S. Gregório Magno | ECCLESIA |
São Gregório Magno
«Antologia»
«Vistes aquele que o meu coração ama?»
Homilias sobre os Evangelhos
É preciso calcular a força com que o amor tinha abrasado a alma desta mulher que não se afastava do túmulo do Senhor, mesmo quando os discípulos o tinham abandonado. Procurava aquele que não encontrava, chorava procurando-o e, abrasada pelo fogo do seu amor, ardia de desejo por aquele que ela julgava que tinham roubado. Por isso, foi a única a vê-lo, ela que tinha ficado para o procurar, porque a eficácia de uma boa obra leva à perseverança e a Verdade diz esta palavra: "Aquele que tiver perseverado até ao fim será salvo" (Mt 10,22)...
Porque a espera faz crescer os santos desejos. Se a espera os faz cair, é porque não eram verdadeiros desejos. Foi com um amor semelhante que arderam todos os que puderam atingir a verdade. É por isso que David diz: "A minha alma tem sede do Deus vivo: quando me encontrarei diante da face de Deus?" (Sl 41,3) E a Igreja diz também no Cântico dos Cânticos: "Estou ferida de amor" e, mais à frente: "A minha alma desfaleceu" (Ct 2,5). "Mulher, porque choras? Quem procuras?" Perguntam-lhe o motivo da sua dor, para que o desejo aumente, para que nomeando aquele que procura, ela torne mais ardente o seu amor por ele.
"Disse-lhe Jesus: Maria". Após a palavra banal de "mulher", ele chama-a pelo nome. Era como se dissesse: "Reconhece aquele que te conhece. Não te conheço de uma maneira geral, como a todas as outras; conheço-te de um modo pessoal". Chamada pelo nome, Maria reconhece então o seu Criador e chama-lhe imediatamente: "Rabunni, isto é, mestre", porque aquele que procurava exteriormente era o mesmo que lhe ensinara interiormente a procurá-lo.
«Recebestes de graça, dai de graça»
Homilias sobre os evangelhos, 6
Vós podeis, também, se o quiserdes, merecer este belo nome de mensageiros de Deus. Com efeito, se cada um de vós, segundo as suas possibilidades, na medida em que tiver recebido a inspiração do céu, desviar o seu próximo do mal, se tomar a seu cuidado trazê-lo para o bem, se recordar ao transviado do Reino o castigo que o espera na eternidade, é evidentemente um mensageiro das santas palavras de Jesus. E que ninguém venha dizer: Eu sou incapaz de instruir os outros, de os exortar. Façam ao menos o que vos é possível, para que um dia não vos peçam contas do talento recebido e mal conservado. Porque aquele que preferiu esconder o seu talento em vez de o fazer render não tinha recebido mais do que um talento (Mt 25, 14s)...

_ _ _

» **OBJETIVO**
Responda às perguntas seguintes sobre o texto acima:
1. Quem tinha abandonado o túmulo do Senhor, do qual a mulher não se afastava?
2. Que palavra usa Jesus para se dirigir a ela antes de a chamar pelo nome?
3. Que nome, segundo o texto, os ouvintes podem merecer se o quiserem?

» **CONJUNTO DE DADOS**
_ _ _

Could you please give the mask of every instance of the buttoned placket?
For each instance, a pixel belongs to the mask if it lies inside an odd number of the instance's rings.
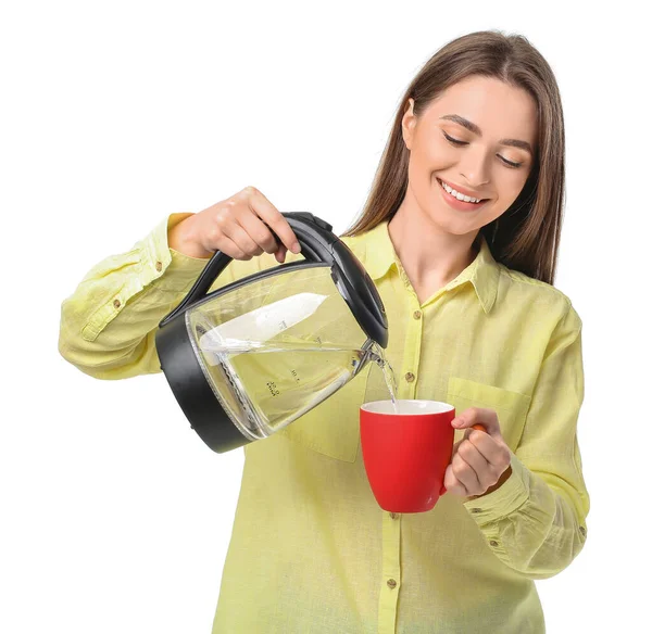
[[[405,329],[404,355],[399,379],[399,398],[414,398],[418,381],[418,363],[424,325],[424,310],[416,293],[404,275],[400,271],[405,289],[404,301],[409,319]],[[397,608],[401,589],[401,513],[383,513],[383,579],[378,606],[378,634],[394,634]]]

_ _ _

» **RESPOSTA**
1. Os discípulos.
2. A palavra "mulher".
3. O nome de mensageiros de Deus.